RECORD SET:
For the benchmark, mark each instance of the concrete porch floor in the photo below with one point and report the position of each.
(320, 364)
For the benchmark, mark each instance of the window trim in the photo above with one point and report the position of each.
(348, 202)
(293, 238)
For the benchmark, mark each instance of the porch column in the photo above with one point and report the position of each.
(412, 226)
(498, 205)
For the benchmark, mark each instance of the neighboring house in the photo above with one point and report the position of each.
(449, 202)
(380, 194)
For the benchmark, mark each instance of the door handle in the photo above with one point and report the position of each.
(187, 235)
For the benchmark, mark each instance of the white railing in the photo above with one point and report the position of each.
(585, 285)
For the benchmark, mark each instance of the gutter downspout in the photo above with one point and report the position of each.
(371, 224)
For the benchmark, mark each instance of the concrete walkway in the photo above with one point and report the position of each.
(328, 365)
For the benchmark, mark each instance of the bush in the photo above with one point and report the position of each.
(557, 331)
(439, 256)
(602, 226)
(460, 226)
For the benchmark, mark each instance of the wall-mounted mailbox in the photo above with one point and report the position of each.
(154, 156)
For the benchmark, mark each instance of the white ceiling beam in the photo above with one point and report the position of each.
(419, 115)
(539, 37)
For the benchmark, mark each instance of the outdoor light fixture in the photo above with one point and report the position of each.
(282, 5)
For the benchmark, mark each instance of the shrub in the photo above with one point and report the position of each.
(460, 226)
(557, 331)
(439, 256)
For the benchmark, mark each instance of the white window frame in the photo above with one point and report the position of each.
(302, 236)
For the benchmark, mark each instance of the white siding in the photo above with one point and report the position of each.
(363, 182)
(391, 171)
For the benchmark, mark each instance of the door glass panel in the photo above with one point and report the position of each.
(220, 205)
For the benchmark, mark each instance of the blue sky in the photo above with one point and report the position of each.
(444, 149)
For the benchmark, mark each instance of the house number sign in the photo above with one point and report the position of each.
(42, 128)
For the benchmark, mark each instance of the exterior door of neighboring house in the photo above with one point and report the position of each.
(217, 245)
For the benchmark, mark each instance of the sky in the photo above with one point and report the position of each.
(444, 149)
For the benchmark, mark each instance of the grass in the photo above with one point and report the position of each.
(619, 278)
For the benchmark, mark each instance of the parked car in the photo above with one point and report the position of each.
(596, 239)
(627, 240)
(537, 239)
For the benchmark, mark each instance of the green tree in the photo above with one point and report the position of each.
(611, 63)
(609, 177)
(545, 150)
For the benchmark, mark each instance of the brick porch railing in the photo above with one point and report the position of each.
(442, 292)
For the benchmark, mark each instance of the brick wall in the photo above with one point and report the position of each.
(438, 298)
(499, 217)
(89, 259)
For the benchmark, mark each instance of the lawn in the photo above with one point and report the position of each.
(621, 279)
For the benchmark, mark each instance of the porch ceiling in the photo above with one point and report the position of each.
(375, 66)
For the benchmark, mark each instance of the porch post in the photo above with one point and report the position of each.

EXERCISE DIRECTIONS:
Type out the full listing again, exactly as given.

SOLUTION:
For the benchmark, mark each instance of the concrete porch floor in the photo below with one point and report the position of each.
(320, 364)
For the benchmark, mark each instance of the window trim in the photo above with one point and report the position of each.
(348, 202)
(293, 238)
For the benchmark, mark each instance of the porch column in the photo above with one point and report the position of each.
(412, 226)
(498, 205)
For the benchmark, mark each instance of the neighboring house in the photo above with one point and report the position of each.
(449, 202)
(380, 194)
For the benchmark, mark each instance of the door handle in the photo above with one point and report the position of each.
(187, 235)
For the benchmark, mark each instance of the white railing in the photo above with one point and report the position of each.
(585, 285)
For the benchmark, mark each instance of the gutter downspout in the photo above with one point and report the position of each.
(371, 224)
For the benchmark, mark each instance of the concrete walkway in the photo above with one point and report the position of each.
(328, 365)
For the benchmark, mark each instance of the bush in the photo above with one point and report the position of each.
(557, 331)
(439, 256)
(602, 226)
(460, 226)
For the benchmark, mark each instance of the wall-mounted mailbox in the photo above with one point and report the position of each.
(154, 156)
For the benchmark, mark each instance of the white ceiling beam in the photo above with one point and report the position of each.
(419, 115)
(539, 37)
For the benchmark, mark each instance of the outdoor light fixture in the photo above with one point and report the position of each.
(282, 5)
For the benchmark, mark each instance of the shrub in the photo above with one point and report the position of each.
(460, 226)
(557, 331)
(439, 256)
For the benchmark, mark each instance of the white window frame in the photo above with one point and report the position of each.
(302, 236)
For the benchmark, mark each instance of the white siding in the photo above with one point and report the position of each.
(363, 182)
(391, 171)
For the benchmark, mark each instance of the door glass panel in the photo above with one point and report the position of each.
(220, 205)
For the benchmark, mark each instance of the blue sky in the photo above with one point and report the position of each.
(444, 149)
For the benchmark, mark each instance of the house number sign in the photo above with one point and report the position of each.
(42, 128)
For the benchmark, mark each instance of the exterior door of neighboring house in the photo above with one point and report the position of each.
(217, 245)
For the benchmark, mark each instance of the sky in the photo above with one point and report the position of each.
(444, 149)
For the benchmark, mark each instance of the grass in the photo above with one point and report the position of each.
(619, 278)
For the benchmark, mark each instance of the parked car in the photo above with one point and report the position of each.
(596, 239)
(627, 240)
(537, 239)
For the benchmark, mark each instance of the green tree in the photo above with one point and report the position of each.
(611, 63)
(609, 177)
(545, 150)
For the benchmark, mark each instance of the brick porch railing in the photo above with one point and report the position of each.
(442, 292)
For the benchmark, mark each instance of the brick wall in the photo above with one point and report the position of each.
(438, 298)
(499, 217)
(89, 259)
For the benchmark, mark each instance of the lawn in the photo above with one point and report the position of each.
(621, 279)
For the benchmark, mark each instance of the porch ceiling in the photo above with one point and report the position of each.
(375, 66)
For the benchmark, mark each instance of the porch post in the photo above with one point and report the position of each.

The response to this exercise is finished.